=== WHAT YOU SHOULD DO ===
Give again the line that contains "Target: car shadow" and every line after it to the end of the records. Keep them exactly as they are and add nothing.

=== EXERCISE INPUTS ===
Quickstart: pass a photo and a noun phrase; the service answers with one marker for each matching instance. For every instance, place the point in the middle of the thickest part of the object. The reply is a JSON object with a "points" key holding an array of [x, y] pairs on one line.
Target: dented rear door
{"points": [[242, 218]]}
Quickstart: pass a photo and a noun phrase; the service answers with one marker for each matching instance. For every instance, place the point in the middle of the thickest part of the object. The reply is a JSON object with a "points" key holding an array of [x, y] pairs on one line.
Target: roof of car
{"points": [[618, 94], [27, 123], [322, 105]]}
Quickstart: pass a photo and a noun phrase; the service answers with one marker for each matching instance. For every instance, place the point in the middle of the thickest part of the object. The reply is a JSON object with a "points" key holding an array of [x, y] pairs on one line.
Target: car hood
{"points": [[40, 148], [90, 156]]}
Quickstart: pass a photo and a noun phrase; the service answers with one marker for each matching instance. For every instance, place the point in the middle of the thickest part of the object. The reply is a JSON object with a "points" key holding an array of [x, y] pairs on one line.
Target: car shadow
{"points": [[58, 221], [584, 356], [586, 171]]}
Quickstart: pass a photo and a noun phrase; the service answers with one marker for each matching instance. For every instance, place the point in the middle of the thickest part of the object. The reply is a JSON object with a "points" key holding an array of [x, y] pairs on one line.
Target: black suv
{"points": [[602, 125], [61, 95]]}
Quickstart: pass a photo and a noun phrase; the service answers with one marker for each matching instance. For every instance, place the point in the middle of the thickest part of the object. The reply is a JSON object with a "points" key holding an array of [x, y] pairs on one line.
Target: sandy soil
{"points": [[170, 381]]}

=== RESPONSE TO THIS TASK ===
Target: car shadow
{"points": [[58, 221], [584, 356], [586, 171]]}
Quickstart: pass a photo and a noun phrase; the service answers with one marker for each matching instance. For every instance, place the point in the middle of the thickest part of the object. The reply is a JSON object with a "points" key holding an array of [x, y] pairs on one line.
Target: black suv
{"points": [[602, 125], [61, 95]]}
Quickstart: pass a photo and a noun phrase; the service answers with one marker for each matching instance. For every instance, place the point in the middle of the thickest part of the object. The reply is a JSON object with a "points" key holding an array of [x, y] pairs on one line.
Target: sandy soil
{"points": [[170, 381]]}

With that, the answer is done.